** Set exercise 1 **
Reproduce the passage on India's foreign policy word for word, from "Simply put, it's" to "closely-knit US-UK-Pakistan-Saudi condominium.".
** Set exercise 2 **
According to the passage on India's foreign policy, which two countries should India work with on a regional initiative for an Afghan settlement?
** Set exercise 3 **
Using the reasons the passage on India's foreign policy gives, explain why India is integral to the US objective of remaining embedded in the Asian security scenario.

-------- Reading passage

Of course, befriending India would have its benefits as well. Its growing market offers business opportunities and it is also a military power in the Indian Ocean region with the capacity to act as a junior partner. Coopting India is useful for the US strategy towards Russia, China and Iran. Certainly, India could mitigate Israel's regional isolation in West Asia. Hence, India is integral to the US objective to remain embedded in the Asian security scenario.
The US global strategy is to perpetuate its dominance as a world power despite the steady decline in its influence and emergence of new power centres and, to this end, build coalitions from time to time. In the mistaken faith that India's foreign policy can flourish with the single underpinning of strategic partnership with the US, Indian elite neglected the shared concerns and profound commonality of interests India has with Russia and Iran over the Afghan problem. They cut adrift from regional politics and fancied the idea that so long as India harmonised relations with the US, everything else willy-nilly would fall in place—our adversarial relationships with China and Pakistan or the atrophying of our traditional ties with Russia and Iran. Some were myopic enough to actually argue for Indian military deployment in Afghanistan and to play the 'Tibet card' against China.
Simply put, it's time we understand that the open-ended US military occupation of Afghanistan has destabilised Pakistan and, in turn, is drawing the region into the vortex of terrorism. We need to work with Russia and Iran on a regional initiative for an Afghan settlement. It is not in our national security interest to abandon Afghanistan as the playpen of a closely-knit US-UK-Pakistan-Saudi condominium.
The moot point is whether the breakdown of foreign policy is attributable to a failure of leadership, or is it that the Indian elite today is so compromised with the "Washington consensus" that it refuses to see hard realities. The first case is appalling, and the second, frightening. After all, our Pakistan problem is not something new. We sought to keep the tension under check through a judicious mix of factors of advantage. Which, of course, required a broad-based, independent foreign policy and an awareness that there is no such thing as absolute security.

----------------
-------- Record set

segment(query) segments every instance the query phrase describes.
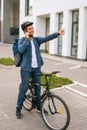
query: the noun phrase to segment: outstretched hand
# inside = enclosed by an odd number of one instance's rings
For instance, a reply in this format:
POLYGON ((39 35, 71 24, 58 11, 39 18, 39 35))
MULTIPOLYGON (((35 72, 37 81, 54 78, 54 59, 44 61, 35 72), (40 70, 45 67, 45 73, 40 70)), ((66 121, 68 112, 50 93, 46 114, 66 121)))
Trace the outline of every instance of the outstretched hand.
POLYGON ((64 35, 65 34, 65 29, 61 29, 60 31, 57 32, 59 35, 64 35))

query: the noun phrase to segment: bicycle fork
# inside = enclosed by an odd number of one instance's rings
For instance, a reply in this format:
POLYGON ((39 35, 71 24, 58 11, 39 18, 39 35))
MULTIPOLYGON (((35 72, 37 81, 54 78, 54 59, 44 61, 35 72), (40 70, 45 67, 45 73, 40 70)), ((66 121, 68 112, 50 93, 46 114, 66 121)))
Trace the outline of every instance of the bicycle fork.
POLYGON ((53 115, 53 114, 56 114, 56 113, 59 113, 57 111, 57 108, 56 108, 56 105, 54 103, 54 98, 53 97, 48 97, 48 108, 49 108, 49 111, 50 113, 53 115), (51 101, 50 101, 51 100, 51 101), (50 104, 51 102, 51 104, 50 104))

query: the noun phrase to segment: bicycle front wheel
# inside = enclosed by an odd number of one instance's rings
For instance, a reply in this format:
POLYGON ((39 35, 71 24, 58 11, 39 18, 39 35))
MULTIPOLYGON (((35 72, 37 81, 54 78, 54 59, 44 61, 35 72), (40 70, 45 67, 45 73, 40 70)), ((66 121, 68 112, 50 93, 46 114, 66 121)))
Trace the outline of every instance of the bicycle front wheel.
POLYGON ((25 100, 23 102, 23 106, 27 111, 31 111, 33 109, 33 106, 32 106, 32 92, 30 91, 30 89, 28 90, 28 92, 25 95, 25 100))
POLYGON ((48 95, 42 101, 41 116, 50 130, 66 130, 70 122, 70 112, 66 103, 54 94, 48 95))

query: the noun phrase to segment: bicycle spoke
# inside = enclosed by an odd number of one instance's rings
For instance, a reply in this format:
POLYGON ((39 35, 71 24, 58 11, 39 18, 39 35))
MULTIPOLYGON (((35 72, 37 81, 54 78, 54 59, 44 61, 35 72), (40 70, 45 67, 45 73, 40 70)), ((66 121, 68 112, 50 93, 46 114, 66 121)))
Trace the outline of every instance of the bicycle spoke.
POLYGON ((69 125, 69 111, 64 102, 55 95, 44 99, 41 115, 45 124, 52 130, 65 130, 69 125), (47 115, 44 109, 48 111, 47 115))

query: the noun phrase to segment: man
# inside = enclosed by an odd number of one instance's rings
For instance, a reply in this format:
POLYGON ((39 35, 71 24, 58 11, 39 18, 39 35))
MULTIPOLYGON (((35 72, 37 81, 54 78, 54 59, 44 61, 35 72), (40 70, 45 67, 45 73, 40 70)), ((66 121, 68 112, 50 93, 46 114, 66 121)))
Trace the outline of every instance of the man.
MULTIPOLYGON (((40 77, 35 76, 35 73, 41 72, 41 66, 43 60, 40 54, 40 45, 47 41, 57 38, 59 35, 64 34, 64 30, 60 30, 46 37, 34 37, 33 22, 24 22, 21 24, 21 28, 24 31, 24 38, 21 38, 18 42, 18 51, 22 54, 21 62, 21 87, 17 99, 16 116, 21 118, 21 109, 25 97, 25 93, 28 90, 29 79, 32 77, 35 83, 40 83, 40 77)), ((36 95, 36 108, 40 110, 40 86, 35 86, 36 95)))

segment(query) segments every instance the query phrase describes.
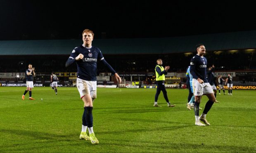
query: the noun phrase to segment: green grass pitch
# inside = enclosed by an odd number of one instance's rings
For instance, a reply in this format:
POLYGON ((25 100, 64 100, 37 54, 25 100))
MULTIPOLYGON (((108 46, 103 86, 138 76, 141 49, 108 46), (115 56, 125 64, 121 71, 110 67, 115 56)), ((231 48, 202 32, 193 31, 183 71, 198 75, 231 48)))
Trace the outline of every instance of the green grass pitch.
MULTIPOLYGON (((93 130, 100 143, 79 139, 83 104, 76 88, 0 88, 0 152, 256 152, 256 91, 217 95, 206 118, 194 125, 187 89, 168 89, 174 107, 156 89, 97 88, 93 130), (43 100, 41 100, 41 99, 43 100)), ((226 93, 228 92, 226 90, 226 93)), ((205 96, 200 107, 207 100, 205 96)), ((200 114, 202 112, 200 111, 200 114)))

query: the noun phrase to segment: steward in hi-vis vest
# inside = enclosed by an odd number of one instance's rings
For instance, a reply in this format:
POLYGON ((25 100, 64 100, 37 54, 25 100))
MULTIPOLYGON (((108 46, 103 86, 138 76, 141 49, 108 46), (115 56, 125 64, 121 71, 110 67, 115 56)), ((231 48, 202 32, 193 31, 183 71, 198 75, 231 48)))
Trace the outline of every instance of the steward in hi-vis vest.
POLYGON ((161 59, 156 60, 156 63, 157 65, 156 65, 155 71, 156 72, 156 86, 157 86, 157 87, 156 88, 156 93, 155 95, 155 102, 154 106, 155 107, 161 107, 160 106, 157 104, 157 100, 158 99, 159 94, 160 94, 161 90, 164 94, 164 99, 168 104, 167 107, 173 107, 175 106, 175 105, 171 104, 170 102, 169 102, 169 100, 167 97, 167 92, 165 89, 165 86, 164 86, 165 75, 167 74, 167 71, 170 69, 170 66, 166 66, 165 68, 164 68, 162 66, 163 62, 161 59))

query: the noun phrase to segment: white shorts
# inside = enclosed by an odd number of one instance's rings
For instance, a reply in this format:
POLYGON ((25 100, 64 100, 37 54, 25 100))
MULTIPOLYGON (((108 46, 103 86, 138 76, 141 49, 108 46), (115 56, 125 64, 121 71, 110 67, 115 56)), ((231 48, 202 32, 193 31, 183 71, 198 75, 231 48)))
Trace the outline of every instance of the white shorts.
POLYGON ((211 86, 211 89, 212 90, 217 90, 217 88, 216 88, 216 86, 215 86, 215 85, 213 84, 213 86, 211 86))
POLYGON ((228 83, 228 88, 233 88, 233 83, 228 83))
POLYGON ((97 97, 97 81, 76 79, 76 87, 82 99, 85 95, 90 94, 92 98, 97 97))
POLYGON ((200 83, 195 79, 192 80, 194 95, 200 96, 207 93, 213 93, 211 86, 209 83, 200 83))
POLYGON ((52 87, 57 87, 57 86, 58 83, 57 83, 57 81, 54 81, 52 83, 52 87))
POLYGON ((33 81, 27 81, 26 83, 27 83, 27 88, 34 88, 34 83, 33 81))

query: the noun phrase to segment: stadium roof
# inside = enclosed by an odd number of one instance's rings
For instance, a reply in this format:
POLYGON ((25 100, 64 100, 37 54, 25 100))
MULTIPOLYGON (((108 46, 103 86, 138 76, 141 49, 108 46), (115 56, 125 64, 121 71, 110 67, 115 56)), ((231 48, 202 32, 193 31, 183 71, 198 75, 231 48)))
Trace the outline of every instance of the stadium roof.
MULTIPOLYGON (((0 41, 0 55, 69 55, 81 39, 0 41)), ((95 39, 103 54, 163 54, 195 51, 198 44, 208 51, 256 48, 256 30, 157 38, 95 39)))

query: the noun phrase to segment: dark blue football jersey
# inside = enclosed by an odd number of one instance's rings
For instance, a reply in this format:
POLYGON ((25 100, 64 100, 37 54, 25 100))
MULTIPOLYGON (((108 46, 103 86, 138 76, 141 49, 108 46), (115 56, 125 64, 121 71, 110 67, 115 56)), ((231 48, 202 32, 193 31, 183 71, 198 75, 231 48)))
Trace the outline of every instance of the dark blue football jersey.
POLYGON ((57 76, 55 74, 52 74, 52 82, 56 82, 58 81, 57 79, 57 76))
POLYGON ((104 59, 101 51, 98 48, 93 46, 89 48, 81 45, 73 50, 69 58, 75 60, 76 57, 80 53, 83 55, 83 58, 76 61, 77 65, 77 77, 87 81, 96 81, 97 61, 104 59))
POLYGON ((27 73, 28 72, 30 72, 30 71, 31 71, 31 70, 29 70, 29 69, 28 69, 26 71, 26 73, 25 73, 25 76, 26 76, 26 79, 27 81, 33 81, 33 72, 32 72, 32 73, 31 73, 31 74, 30 74, 30 75, 28 75, 27 74, 27 73))
POLYGON ((232 81, 232 76, 228 76, 228 83, 229 84, 233 83, 233 81, 232 81))
POLYGON ((197 79, 199 78, 208 83, 206 78, 207 60, 204 57, 201 57, 196 55, 190 61, 190 73, 193 79, 197 79))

----------------

** Exercise output 1 **
Simply put, it's time we understand that the open-ended US military occupation of Afghanistan has destabilised Pakistan and, in turn, is drawing the region into the vortex of terrorism. We need to work with Russia and Iran on a regional initiative for an Afghan settlement. It is not in our national security interest to abandon Afghanistan as the playpen of a closely-knit US-UK-Pakistan-Saudi condominium.

** Exercise output 2 **
Russia and Iran.

** Exercise output 3 **
India's growing market offers business opportunities, and it is a military power in the Indian Ocean region that can act as a junior partner. Coopting India also helps US strategy toward Russia, China and Iran, and India could mitigate Israel's regional isolation in West Asia.